WORK INSTRUCTION:
Your answer should be one number: how many lines of the records hold the string "Mark".

Stored dataset items:
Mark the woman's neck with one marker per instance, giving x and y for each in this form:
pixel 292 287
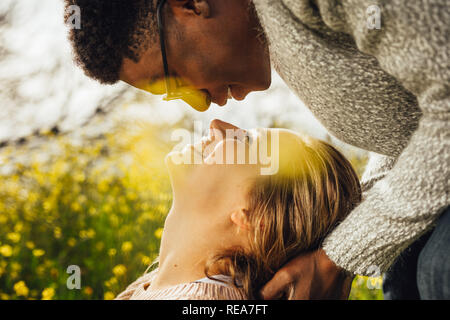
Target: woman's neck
pixel 185 247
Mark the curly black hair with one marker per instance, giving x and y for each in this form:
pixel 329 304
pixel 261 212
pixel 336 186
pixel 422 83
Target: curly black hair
pixel 111 30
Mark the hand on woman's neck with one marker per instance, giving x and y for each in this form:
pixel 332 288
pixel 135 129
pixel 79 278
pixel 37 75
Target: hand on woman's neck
pixel 188 241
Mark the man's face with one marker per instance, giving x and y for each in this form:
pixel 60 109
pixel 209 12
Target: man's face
pixel 215 51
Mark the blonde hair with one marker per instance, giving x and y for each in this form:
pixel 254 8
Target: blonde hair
pixel 291 212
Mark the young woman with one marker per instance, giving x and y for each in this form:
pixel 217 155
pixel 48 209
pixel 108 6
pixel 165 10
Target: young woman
pixel 231 227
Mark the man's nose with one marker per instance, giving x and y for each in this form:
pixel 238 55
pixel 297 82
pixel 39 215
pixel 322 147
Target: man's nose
pixel 223 126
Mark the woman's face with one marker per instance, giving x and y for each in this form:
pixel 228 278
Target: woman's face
pixel 207 175
pixel 216 173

SOLUTION FOR THIS EXERCISE:
8